» DOCUMENT TEXT
------------

Annotate Attentive Listening Audio Interface

The problem: The current audio interfaces are either
* an IVR (press one for this press two for that) or
* audio speech recognition wizards that try to guess what you meant.
*- If they think they succeeded they ask you if that's what you meant and proceed to do some preconceived action.
*- If they don't they'll give you a menu to choose from or go back to the beginning.

This is quite frustrating as opposed to the interaction we have with visual interfaces on screens.

If you were not able to read the result you simply read it again. There's always enough info to look around and choose what you want to do, and if not, then you ask for a bit more and get tons more.

The solution should mimic the way we do conversation naturally:

We (A) ask for something (Q1). The listener (B) hears what we ask, understands some of it, usually not every exact single word, but gets the gist of what you are saying, and then comes up with a question (RQ2) in response.

This response (RQ2 given by B), which is itself another question, has in it at least three new "sub-questions", three new bits of extra info (RQ2a, RQ2b, RQ2c...), so that when RQ2 is answered (by A, with the response R3) , B will be sure she understood A correctly, and everything A asked at the beginning (in Q1) is now clear. B can now take action, or ask another question if there are still any pending issues.

Example: Excuse me - what is the cheapest flight to New York.

Exasperating computerized aided personnel answering: When exactly do you want to fly sir? (I don't know, some time within the next month as long as it's in my budget!)

------------

» DATA SHOWN
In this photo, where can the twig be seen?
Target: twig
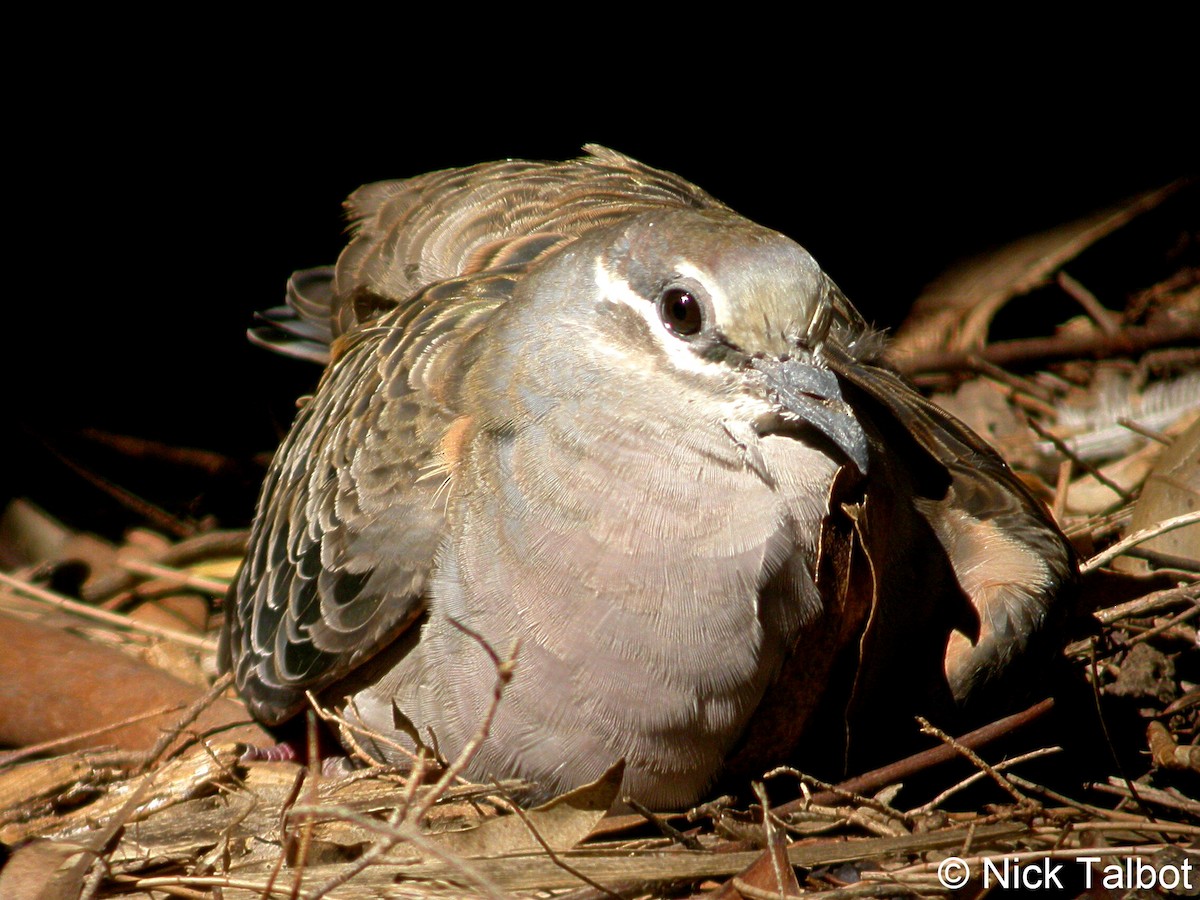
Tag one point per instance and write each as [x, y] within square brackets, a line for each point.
[1061, 447]
[1167, 625]
[1168, 525]
[904, 768]
[841, 793]
[154, 514]
[684, 840]
[186, 580]
[927, 727]
[1061, 491]
[414, 814]
[768, 826]
[976, 777]
[49, 747]
[1091, 304]
[1023, 385]
[1108, 737]
[504, 670]
[1150, 603]
[112, 618]
[556, 858]
[1138, 429]
[1129, 341]
[191, 714]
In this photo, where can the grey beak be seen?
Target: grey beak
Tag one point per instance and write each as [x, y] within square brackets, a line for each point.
[813, 395]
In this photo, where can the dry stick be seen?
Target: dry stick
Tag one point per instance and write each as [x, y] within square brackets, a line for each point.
[48, 747]
[191, 714]
[1157, 437]
[928, 727]
[1091, 304]
[555, 858]
[204, 881]
[673, 834]
[1133, 540]
[1167, 625]
[504, 670]
[1071, 802]
[190, 550]
[312, 781]
[843, 795]
[1108, 737]
[918, 762]
[1061, 447]
[1023, 385]
[1151, 795]
[768, 826]
[1152, 601]
[1131, 340]
[184, 580]
[393, 833]
[112, 618]
[286, 809]
[341, 721]
[159, 516]
[976, 777]
[1061, 490]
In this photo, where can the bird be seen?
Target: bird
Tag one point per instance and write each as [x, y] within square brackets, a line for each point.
[586, 414]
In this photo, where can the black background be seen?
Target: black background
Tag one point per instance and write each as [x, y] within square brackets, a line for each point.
[159, 205]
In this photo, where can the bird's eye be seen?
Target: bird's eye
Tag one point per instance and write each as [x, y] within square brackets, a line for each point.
[681, 312]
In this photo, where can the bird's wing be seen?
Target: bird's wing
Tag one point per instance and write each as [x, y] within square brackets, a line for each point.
[1008, 557]
[349, 517]
[417, 232]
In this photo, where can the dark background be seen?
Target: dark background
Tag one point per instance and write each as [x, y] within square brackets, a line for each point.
[156, 219]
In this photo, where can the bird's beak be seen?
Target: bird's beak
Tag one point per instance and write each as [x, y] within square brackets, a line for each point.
[810, 393]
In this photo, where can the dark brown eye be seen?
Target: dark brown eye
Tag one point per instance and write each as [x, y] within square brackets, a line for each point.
[681, 312]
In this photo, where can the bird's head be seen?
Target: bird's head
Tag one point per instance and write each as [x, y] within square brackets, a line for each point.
[708, 305]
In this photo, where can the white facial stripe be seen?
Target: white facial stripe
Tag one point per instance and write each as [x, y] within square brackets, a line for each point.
[720, 304]
[737, 405]
[618, 291]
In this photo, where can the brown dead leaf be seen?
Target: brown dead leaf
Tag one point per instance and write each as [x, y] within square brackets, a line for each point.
[955, 311]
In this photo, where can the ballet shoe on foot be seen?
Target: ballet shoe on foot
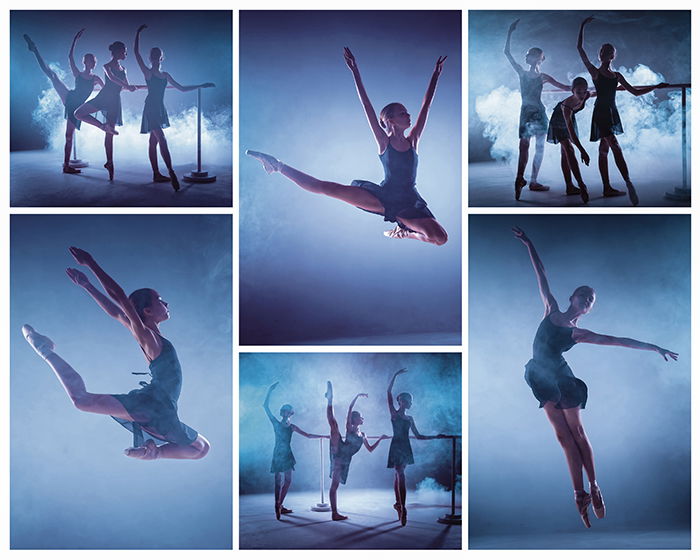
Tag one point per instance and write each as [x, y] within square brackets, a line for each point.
[173, 180]
[158, 178]
[41, 344]
[583, 500]
[597, 501]
[270, 163]
[109, 166]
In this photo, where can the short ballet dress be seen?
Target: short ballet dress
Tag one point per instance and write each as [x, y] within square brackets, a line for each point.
[76, 97]
[400, 452]
[154, 114]
[154, 406]
[282, 456]
[548, 374]
[606, 120]
[397, 192]
[340, 460]
[557, 130]
[533, 115]
[109, 99]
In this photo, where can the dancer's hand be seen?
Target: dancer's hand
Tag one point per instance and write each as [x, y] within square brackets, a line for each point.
[349, 59]
[438, 65]
[667, 354]
[520, 234]
[81, 257]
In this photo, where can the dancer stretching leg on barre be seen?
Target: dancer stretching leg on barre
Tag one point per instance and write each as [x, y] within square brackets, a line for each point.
[343, 450]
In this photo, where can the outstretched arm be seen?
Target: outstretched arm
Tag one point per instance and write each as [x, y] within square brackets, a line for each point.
[137, 53]
[107, 305]
[506, 49]
[71, 52]
[179, 87]
[550, 304]
[146, 338]
[584, 57]
[379, 135]
[348, 420]
[266, 404]
[582, 335]
[417, 129]
[389, 397]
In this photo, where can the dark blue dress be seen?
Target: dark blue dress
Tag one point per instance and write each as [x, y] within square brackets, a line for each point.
[76, 97]
[154, 114]
[400, 452]
[533, 116]
[109, 100]
[397, 192]
[606, 120]
[548, 374]
[282, 456]
[340, 460]
[154, 406]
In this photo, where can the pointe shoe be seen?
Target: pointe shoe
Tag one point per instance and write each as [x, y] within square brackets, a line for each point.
[583, 500]
[270, 163]
[41, 344]
[109, 166]
[597, 500]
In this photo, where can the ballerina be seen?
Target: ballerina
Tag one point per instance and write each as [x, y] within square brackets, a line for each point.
[342, 450]
[396, 198]
[153, 407]
[554, 385]
[155, 116]
[109, 102]
[606, 122]
[283, 460]
[533, 116]
[400, 452]
[85, 82]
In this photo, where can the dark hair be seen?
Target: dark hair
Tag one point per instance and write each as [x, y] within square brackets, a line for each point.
[117, 46]
[140, 299]
[580, 81]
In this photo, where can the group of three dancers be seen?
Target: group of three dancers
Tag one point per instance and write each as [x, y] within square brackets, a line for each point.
[78, 108]
[343, 449]
[562, 129]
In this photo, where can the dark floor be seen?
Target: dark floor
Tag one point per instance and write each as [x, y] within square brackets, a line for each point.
[372, 523]
[36, 180]
[491, 184]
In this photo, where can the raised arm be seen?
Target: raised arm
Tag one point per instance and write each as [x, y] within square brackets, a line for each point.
[635, 90]
[151, 345]
[145, 69]
[582, 335]
[179, 87]
[579, 45]
[550, 304]
[266, 404]
[506, 49]
[107, 305]
[348, 419]
[379, 135]
[71, 54]
[417, 129]
[389, 396]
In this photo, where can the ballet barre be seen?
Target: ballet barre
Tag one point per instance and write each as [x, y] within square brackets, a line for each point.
[451, 518]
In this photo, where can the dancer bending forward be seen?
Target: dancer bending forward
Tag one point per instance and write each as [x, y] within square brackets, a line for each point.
[341, 449]
[283, 460]
[562, 395]
[153, 407]
[396, 198]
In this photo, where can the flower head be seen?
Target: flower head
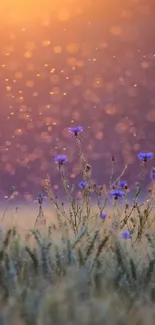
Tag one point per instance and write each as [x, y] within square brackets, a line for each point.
[75, 131]
[126, 235]
[117, 193]
[83, 185]
[40, 199]
[152, 174]
[103, 215]
[145, 156]
[60, 159]
[123, 184]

------------

» INSTRUCTION
Can you carry on the write-up about attentive listening audio interfaces from the point where it stops?

» TASK RESULT
Typical smart human answer (after telling her about the discussion with the computerized aided personnel, including my afterthoughts):
[Summing up her thoughts which were: OK, let me see what kind of packages we have coming up within the next month which may help you decide. I can then do a detailed comparison of the days and get back to you. OK, here goes...]
I can give you some details about the cheapest flights in the next month, but that will take me some time. Do you want me to check it out for you now, and get back to you when I have an answer?

Or: Typical google answer to search for "Litle Woman" - Did you mean "Little Women" - finding results 1-97875 for "Little Women". Search instead for "Litle Woman"

Human researcher: Are you referring to the book by Louisa May Alcott, to something in the news about a small woman, or to something else?

You: What was that?

HR: Louisa May Alcott the author of the book "Little Women"?

You: You say Loo ee zah, not louse like house!

HR: OK Thank you. I'll remember that: Loo ee za. So is it *that* book you were asking about?

You: No. What was your other suggestion?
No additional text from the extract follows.